## Your assignment
Wherever a line in the records contains the word "tomato", return that line.

## Dataset excerpts
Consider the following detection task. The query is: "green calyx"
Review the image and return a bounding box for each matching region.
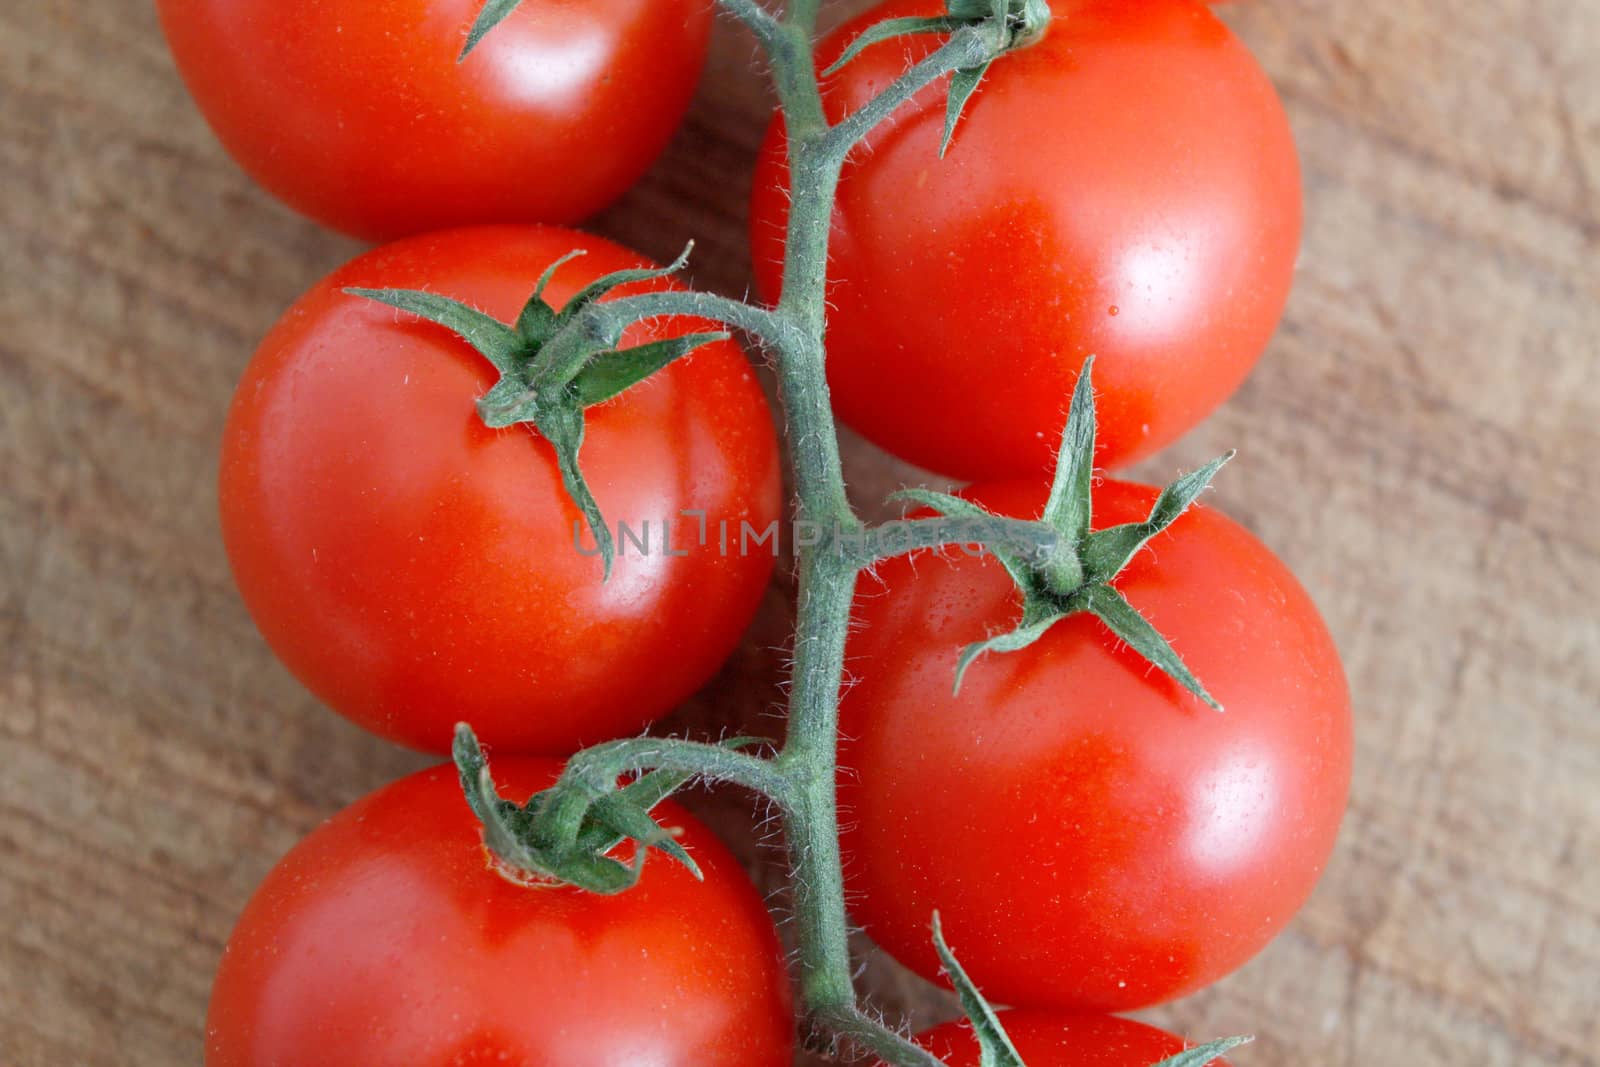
[459,0,522,60]
[347,244,726,580]
[1149,1037,1256,1067]
[898,357,1232,708]
[825,0,1051,156]
[453,724,757,895]
[929,913,1250,1066]
[931,914,1027,1067]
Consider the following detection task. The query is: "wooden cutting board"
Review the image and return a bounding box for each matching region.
[2,1,1596,1064]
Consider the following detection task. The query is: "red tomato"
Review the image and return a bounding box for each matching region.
[219,226,780,754]
[205,759,795,1065]
[839,479,1351,1010]
[891,1010,1236,1066]
[158,0,711,240]
[750,0,1301,479]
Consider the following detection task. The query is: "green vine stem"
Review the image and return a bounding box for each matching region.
[365,2,1250,1063]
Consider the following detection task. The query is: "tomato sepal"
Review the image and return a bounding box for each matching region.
[940,61,992,157]
[346,243,726,579]
[572,331,733,406]
[902,358,1230,708]
[459,0,523,60]
[452,723,771,895]
[344,287,523,373]
[1069,584,1220,711]
[930,913,1027,1067]
[1040,352,1102,577]
[530,404,616,581]
[950,609,1057,694]
[515,247,586,335]
[454,723,694,892]
[823,16,965,77]
[1080,450,1234,585]
[1148,1037,1255,1067]
[823,0,1050,156]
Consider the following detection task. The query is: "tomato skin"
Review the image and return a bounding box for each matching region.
[205,759,795,1066]
[889,1011,1235,1066]
[219,226,780,755]
[750,0,1301,479]
[839,479,1351,1010]
[157,0,711,240]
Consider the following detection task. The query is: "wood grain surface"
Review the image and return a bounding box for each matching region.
[3,1,1597,1064]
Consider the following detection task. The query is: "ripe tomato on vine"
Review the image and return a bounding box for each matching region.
[751,0,1301,478]
[220,226,780,755]
[158,0,712,239]
[206,760,795,1065]
[839,477,1352,1010]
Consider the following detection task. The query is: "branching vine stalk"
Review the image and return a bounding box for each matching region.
[362,2,1251,1063]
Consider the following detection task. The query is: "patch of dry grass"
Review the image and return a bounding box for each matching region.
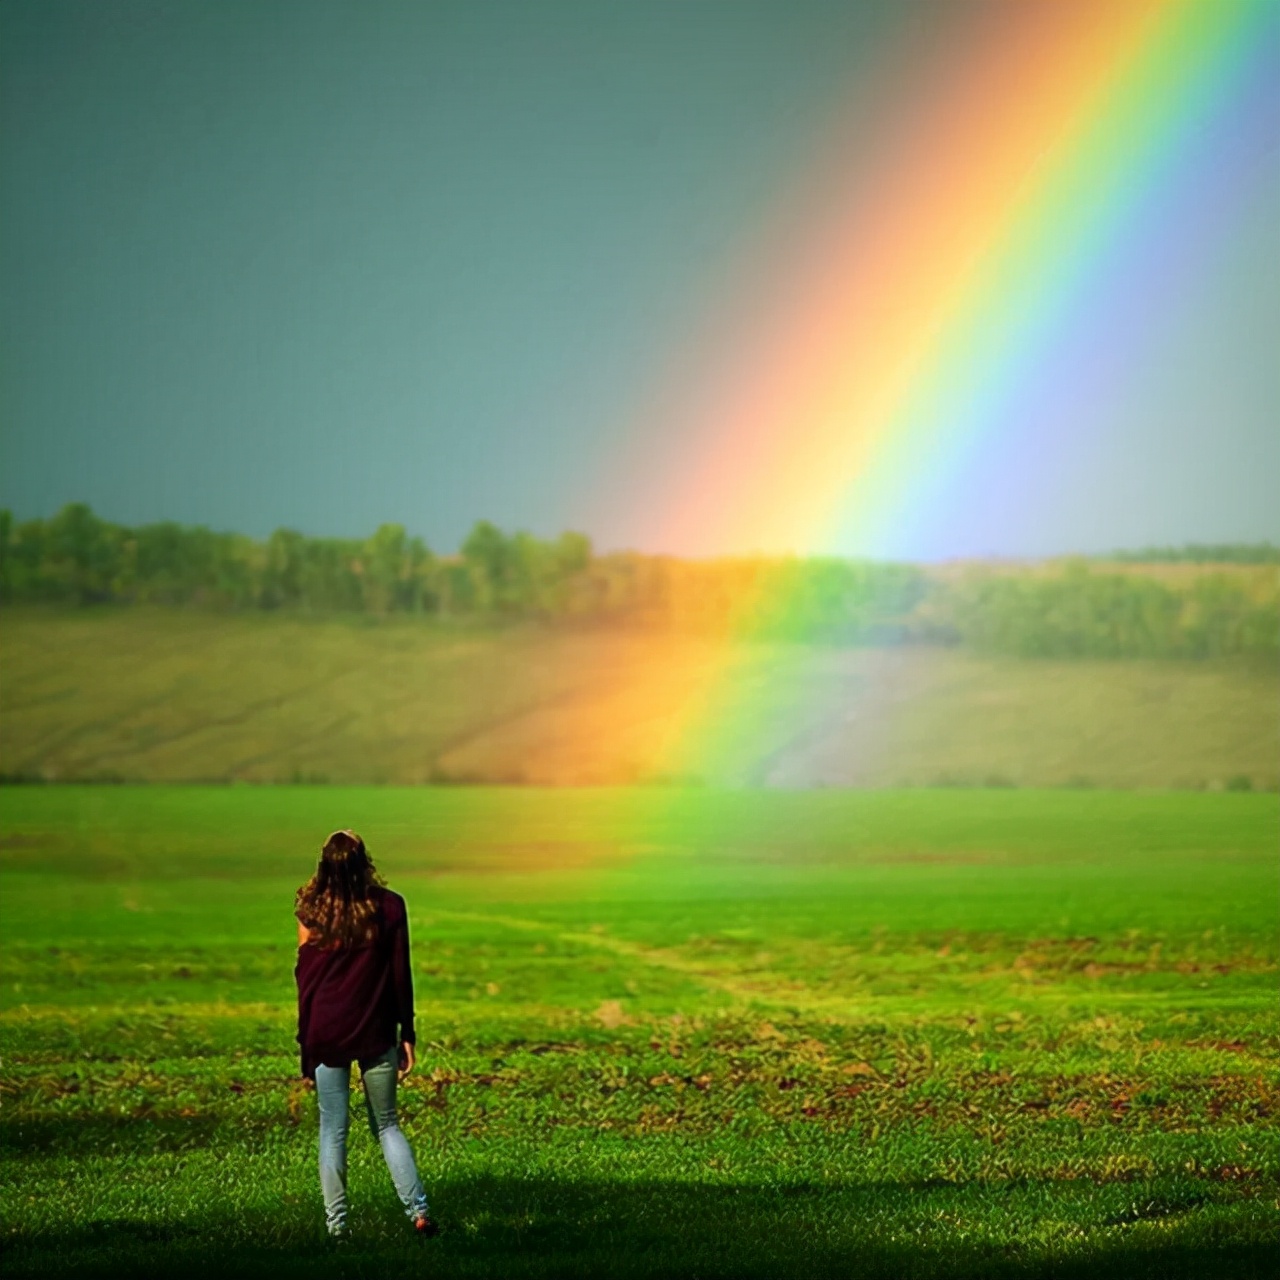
[1,608,1276,788]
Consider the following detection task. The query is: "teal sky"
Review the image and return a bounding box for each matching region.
[1,0,1277,558]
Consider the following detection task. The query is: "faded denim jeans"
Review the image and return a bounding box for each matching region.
[315,1045,428,1234]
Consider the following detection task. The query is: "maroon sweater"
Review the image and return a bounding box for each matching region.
[295,887,416,1079]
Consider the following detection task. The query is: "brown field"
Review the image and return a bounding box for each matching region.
[1,606,1275,788]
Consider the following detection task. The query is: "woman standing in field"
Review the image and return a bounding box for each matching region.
[295,830,437,1240]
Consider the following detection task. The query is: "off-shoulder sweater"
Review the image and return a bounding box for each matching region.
[295,887,416,1079]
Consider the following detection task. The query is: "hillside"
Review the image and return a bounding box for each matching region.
[1,607,1274,789]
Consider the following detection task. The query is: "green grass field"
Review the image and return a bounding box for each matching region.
[2,607,1276,788]
[1,786,1276,1278]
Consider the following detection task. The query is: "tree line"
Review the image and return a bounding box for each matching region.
[1110,542,1278,564]
[1,505,1275,658]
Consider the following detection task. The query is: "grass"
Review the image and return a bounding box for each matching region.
[0,785,1277,1278]
[2,606,1277,787]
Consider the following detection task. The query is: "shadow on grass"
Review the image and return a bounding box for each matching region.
[3,1173,1275,1280]
[2,1114,226,1155]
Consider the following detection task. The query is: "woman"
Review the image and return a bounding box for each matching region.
[295,829,437,1239]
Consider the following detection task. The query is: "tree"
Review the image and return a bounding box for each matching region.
[45,503,121,603]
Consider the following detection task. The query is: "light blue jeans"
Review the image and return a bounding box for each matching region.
[315,1045,428,1234]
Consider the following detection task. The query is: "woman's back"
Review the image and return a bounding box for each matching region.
[296,884,415,1078]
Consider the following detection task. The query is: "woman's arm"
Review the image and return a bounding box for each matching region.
[398,1040,415,1078]
[297,919,310,947]
[390,902,416,1055]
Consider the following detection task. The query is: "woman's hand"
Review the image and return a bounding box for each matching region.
[398,1041,415,1079]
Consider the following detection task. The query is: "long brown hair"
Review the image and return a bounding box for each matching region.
[295,830,386,947]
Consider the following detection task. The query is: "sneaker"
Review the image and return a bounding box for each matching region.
[413,1213,440,1238]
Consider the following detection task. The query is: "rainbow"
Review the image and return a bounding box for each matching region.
[584,0,1277,783]
[621,0,1276,562]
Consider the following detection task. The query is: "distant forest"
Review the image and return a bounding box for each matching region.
[1,505,1276,659]
[1110,543,1280,564]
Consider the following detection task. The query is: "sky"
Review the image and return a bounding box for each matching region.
[1,0,1277,559]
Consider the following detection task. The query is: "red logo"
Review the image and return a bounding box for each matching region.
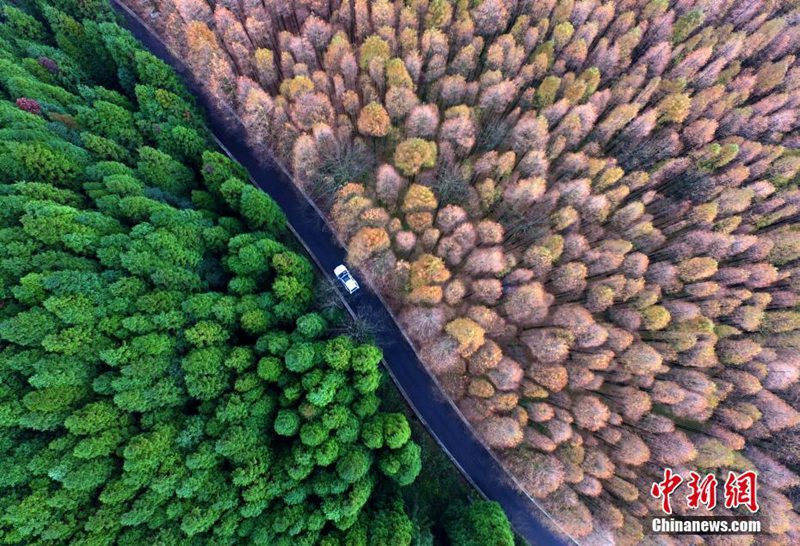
[724,471,759,513]
[651,468,683,515]
[686,471,718,510]
[651,469,759,514]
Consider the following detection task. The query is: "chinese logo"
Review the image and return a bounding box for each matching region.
[651,469,759,514]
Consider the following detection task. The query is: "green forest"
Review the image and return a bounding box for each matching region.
[0,1,514,544]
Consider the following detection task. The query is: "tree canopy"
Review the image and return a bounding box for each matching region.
[0,2,488,543]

## Written response
Consider the following detection task. The query is: "red tomato"
Consider the following detection task. The query is: "tomato sepal"
Consider the following detection task. The query is: "tomato skin"
Consider the following detection task. The query is: "ripe tomato on vine"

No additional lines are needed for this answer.